PASSAGE GIVEN:
Once more Ruth Park has outdone herself. Her prose is magical, and as smooth as cream in this sequel to The Harp in the South, which is about the continuing existence of the Darcy family and their neighbours in the nineteenth-century tenements of Surry Hills. Poor Man’s Orange is bursting with detail, evocative, rich in imagery.

This is as much a tragedy, and a novel about poverty, squalor, spirituality and change, as it is a bildungsroman. Most of it is from sixteen-year-old Dolour’s perspective (there are shades of A Little Princess in Dolour’s delicious imaginings of the filth, sordidness and disorder around her transforming into untold luxury), but we get a good look at the whole ensemble from THITS - drunkard Hughie Darcy and his wife, ‘Mumma’, calm, practical Charlie Rothe, dreamy Roie. And of course, the colourful and often insistently multicultural cast of neighbours, from benevolent old Lick Jimmy to the Sicilianos. They might verge on stereotypes, but they are strangely charming for all that, and although Park’s non-white characters are less three-dimensional than her white ones, they are not spared the keenness of her observation, her sense for character development, her ruthless ‘chronicling’ of their sins, or the subtlety and sympathy she evokes so beautifully. Her characters are far from saints.

SHORT TASK A:
Which lines in the records contain the string "building"? Find each one and copy it out.

Data lines:
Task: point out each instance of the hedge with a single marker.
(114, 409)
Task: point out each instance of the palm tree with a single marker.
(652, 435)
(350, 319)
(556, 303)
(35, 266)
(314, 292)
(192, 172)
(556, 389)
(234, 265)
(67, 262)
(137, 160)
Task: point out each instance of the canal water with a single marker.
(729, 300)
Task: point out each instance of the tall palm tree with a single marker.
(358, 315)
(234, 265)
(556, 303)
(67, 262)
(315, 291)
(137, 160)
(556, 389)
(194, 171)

==

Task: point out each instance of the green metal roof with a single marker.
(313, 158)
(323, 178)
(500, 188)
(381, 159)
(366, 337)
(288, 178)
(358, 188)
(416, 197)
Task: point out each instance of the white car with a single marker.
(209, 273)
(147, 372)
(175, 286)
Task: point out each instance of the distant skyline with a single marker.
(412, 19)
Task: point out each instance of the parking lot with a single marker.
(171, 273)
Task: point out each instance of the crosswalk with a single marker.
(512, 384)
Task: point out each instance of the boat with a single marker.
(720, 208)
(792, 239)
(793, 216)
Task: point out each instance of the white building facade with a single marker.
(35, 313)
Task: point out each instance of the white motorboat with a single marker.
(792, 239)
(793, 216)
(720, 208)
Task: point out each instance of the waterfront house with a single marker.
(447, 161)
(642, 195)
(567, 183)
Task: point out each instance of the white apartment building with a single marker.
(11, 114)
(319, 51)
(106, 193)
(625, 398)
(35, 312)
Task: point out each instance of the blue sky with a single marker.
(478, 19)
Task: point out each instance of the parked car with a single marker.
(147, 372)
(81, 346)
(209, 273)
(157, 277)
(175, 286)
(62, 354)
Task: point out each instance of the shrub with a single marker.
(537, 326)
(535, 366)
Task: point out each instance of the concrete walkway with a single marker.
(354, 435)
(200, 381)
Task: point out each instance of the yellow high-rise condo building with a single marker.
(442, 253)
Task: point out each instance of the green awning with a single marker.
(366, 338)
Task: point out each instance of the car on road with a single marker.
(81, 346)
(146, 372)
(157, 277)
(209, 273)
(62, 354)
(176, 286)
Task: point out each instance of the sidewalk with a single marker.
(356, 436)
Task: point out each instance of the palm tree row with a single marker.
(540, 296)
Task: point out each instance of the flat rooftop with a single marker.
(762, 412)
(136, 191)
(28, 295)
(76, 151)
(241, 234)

SHORT TASK B:
Can you continue the review of Poor Man's Orange, picking up after its final sentence?

EXPECTED ANSWER A:
Task: point out each instance of the white building facade with a single marker.
Task: point out each instance of the white apartment building with a single marker.
Task: point out each instance of the yellow high-rise condo building with a single marker.

EXPECTED ANSWER B:
Her character development is ample in this novel, and each character is given time to make mistakes. Like its predecessor, PMO is a slow paced novel, gliding from perspective to perspective with ease. It’s a slice of life book worth its salt.

The love story is none too subtle, but Park wafts it toward you as beautifully as incense, so that you don’t mind the ending not being quite as you expected.

The only sour notes are the racism and ableism.